(Recorded data)
########################################
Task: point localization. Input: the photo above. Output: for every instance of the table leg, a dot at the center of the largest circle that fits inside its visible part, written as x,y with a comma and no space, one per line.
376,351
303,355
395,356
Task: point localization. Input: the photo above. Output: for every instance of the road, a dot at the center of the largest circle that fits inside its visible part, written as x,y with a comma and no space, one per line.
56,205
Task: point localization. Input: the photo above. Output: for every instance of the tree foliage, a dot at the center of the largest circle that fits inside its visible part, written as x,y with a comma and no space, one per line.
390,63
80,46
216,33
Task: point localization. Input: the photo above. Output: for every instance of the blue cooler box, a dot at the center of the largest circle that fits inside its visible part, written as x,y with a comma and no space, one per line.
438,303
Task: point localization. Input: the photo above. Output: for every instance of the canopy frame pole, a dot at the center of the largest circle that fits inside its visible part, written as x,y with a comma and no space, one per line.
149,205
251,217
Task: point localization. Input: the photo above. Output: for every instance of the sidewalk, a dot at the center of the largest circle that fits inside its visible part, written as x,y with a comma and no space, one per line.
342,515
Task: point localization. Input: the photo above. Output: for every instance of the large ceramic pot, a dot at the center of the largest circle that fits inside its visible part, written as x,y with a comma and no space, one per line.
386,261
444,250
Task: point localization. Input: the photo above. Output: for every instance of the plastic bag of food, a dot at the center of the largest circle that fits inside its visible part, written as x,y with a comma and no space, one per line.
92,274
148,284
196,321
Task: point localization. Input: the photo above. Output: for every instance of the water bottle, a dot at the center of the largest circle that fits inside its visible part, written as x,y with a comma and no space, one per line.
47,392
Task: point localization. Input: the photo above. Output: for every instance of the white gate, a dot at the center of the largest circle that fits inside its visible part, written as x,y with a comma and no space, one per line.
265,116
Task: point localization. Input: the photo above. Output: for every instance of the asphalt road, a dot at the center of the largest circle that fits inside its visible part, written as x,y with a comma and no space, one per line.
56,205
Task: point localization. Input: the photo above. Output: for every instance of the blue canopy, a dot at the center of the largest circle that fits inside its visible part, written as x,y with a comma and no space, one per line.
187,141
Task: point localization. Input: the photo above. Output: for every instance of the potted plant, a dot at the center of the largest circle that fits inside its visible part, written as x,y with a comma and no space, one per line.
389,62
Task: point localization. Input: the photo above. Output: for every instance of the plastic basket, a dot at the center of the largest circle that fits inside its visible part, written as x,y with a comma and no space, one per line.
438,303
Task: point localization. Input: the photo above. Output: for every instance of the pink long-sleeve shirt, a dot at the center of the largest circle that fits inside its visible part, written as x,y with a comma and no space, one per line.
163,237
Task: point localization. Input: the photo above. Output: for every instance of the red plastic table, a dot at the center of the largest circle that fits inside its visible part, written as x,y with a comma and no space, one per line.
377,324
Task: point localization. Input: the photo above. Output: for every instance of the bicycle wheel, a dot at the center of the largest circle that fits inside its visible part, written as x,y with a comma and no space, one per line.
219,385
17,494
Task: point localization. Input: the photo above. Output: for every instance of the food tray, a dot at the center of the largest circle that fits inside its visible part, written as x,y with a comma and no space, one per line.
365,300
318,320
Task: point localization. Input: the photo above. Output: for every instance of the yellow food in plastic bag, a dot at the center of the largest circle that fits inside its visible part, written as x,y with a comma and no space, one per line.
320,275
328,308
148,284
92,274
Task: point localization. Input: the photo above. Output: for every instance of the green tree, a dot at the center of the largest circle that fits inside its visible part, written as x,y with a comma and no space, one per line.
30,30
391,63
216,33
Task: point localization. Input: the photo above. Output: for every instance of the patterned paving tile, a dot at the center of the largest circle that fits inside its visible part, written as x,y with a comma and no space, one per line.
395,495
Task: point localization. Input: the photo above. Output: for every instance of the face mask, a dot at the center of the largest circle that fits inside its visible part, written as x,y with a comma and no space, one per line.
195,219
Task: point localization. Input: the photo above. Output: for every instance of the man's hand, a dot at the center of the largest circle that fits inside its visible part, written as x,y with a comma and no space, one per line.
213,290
########################################
:: Exercise requirements ::
Restate the whole listing exactly, leaving out nothing.

:: Exercise response ::
Task: point localization. Input: the photo above. Output: for every instance of the table leg, a dot at the center of the largest circle that fits inside its visible part, written as x,y with a comma and no space, one per line.
376,351
303,355
395,356
Task: point localization. Input: the photo above. Output: for every instance of the road, a dot at the center of the largest circle that fits inside its visible part, written as x,y with a comma and no space, one per line.
56,205
Task: point localization. Input: the photo above. Output: for every instance of the tree foliage, a dot at the center of the largest circle that fits inside its visible part, written as x,y with a comma and no space, one per line.
390,63
80,46
216,33
Task: point localization. Input: the photo above. Output: for every instance of the blue cooler box, a dot at the center of the largest circle that fits inside its visible part, written as x,y with a comma and no space, one per line.
438,303
Task: point localization. Input: the photo above. Output: for every instance of the canopy frame pole, a dot at the center of the largest circle that fits inside its visible part, written as x,y with a comma and no space, one per line.
149,205
251,217
Task: point localization. Input: the photo above. Output: for every instance of the sidewalk, a dot at the center of the largest circle that fits inside its visible part, written as x,y with a comma and no space, one per line.
342,515
Task: point localization. Input: the photo above. Output: for every instance of the large ceramic pot, a dot at the center of the largest circle that fits inside its visible part, written as x,y with a comma and no space, one per line.
386,261
444,250
Task: point localization. Input: the photo above. Output: for every instance of the plastic bag of food, a dot at the center of the largest circle that fits inside its visible part, written as x,y with a comma and no space, one per line.
92,274
148,284
196,321
Task: point localization. Input: the photo above. Output: for every instance of the water bottle, a dot at the center of the largest circle that fits inside its visible part, written as x,y with a comma and no space, one per line.
47,392
Task: point localization. Input: the photo above. Output: for every instance of the white gate, a dot at the center of the largest circle that fits inside its visible part, written as x,y with a comma and no space, one per line.
265,116
Task: point localization. Input: the photo above. Output: for every instance of the asphalt road, a dot at the center of the largest circle that fits inside its visible part, written as x,y with a comma and no space, one per line.
56,205
Task: point localization. Input: the photo above. Output: for every instance of the blue canopy, a dot at the center of the largest circle that fits inside its visible part, written as x,y with a comma and no space, one per line.
187,141
Task: point localization. Input: the photo above. Output: for every instance of the potted plant, a dot at the center of the largest circle that fits inside its visible part, written as x,y with a comma and no space, one per line.
389,62
Task: point localization. Input: the photo above. Output: for every instance of the plastic basket, a dot at the center of the largest circle that fits inside its visible part, written as x,y with a comma and no space, one per line.
438,303
Task: point localization. Input: the photo above. Output: for every instance of the pink long-sleeve shirt, a dot at the center of the largest circle that fits inside its visible part, written as x,y with a comma and no space, one per line.
163,237
Task: point localization. Input: the photo above. Output: for every instance of the red plastic table, a dot at the center of the largest circle that fits inside its visible part, written as x,y with a comma and no space, one per line.
377,324
Task: point localization. Input: the photo above. Output: for every instance of the bicycle wheel, a dot at the center of the largest circle that fits inside its visible part, written as x,y with a comma and no space, one per line.
219,385
17,494
Task: point localization. Input: the photo above. Output: for every instance of the food tray, a dot at the center of the largest circle that fits inside its visible part, written as x,y with a comma and no space, one per line.
365,300
318,320
Task: point localization. Input: the photo above. Output: for every instance of the yellow food in plastic bag, a dot at the center of the largest circle that fits inside its visible part, written as x,y with a comma and no space, one per line.
320,275
328,308
148,284
92,274
Task: point localization. Input: the photo above. Output: for every instance of the green tree, a dot at the center of the largest circle that fits inside its visible part, written as x,y with a comma and no space, one per line.
30,30
391,63
216,33
Task: point localization. Input: the photo above. Output: for every instance of the patterned paving tile, a dot at the center of the largest circle that fits inside its visible part, written as x,y with a comma and no space, one per line.
395,495
Task: point localization. Input: the photo above. Output: for every instance of the face mask, a dot at the center of the largest circle that fits inside its visible part, written as x,y with a comma and no space, one per line.
195,219
Task: point localization. Input: the photo above. Output: for every instance of the man's hand, a dot at the center of the largest circle that fits inside its visible part, written as x,y with a comma and no space, one per line.
213,290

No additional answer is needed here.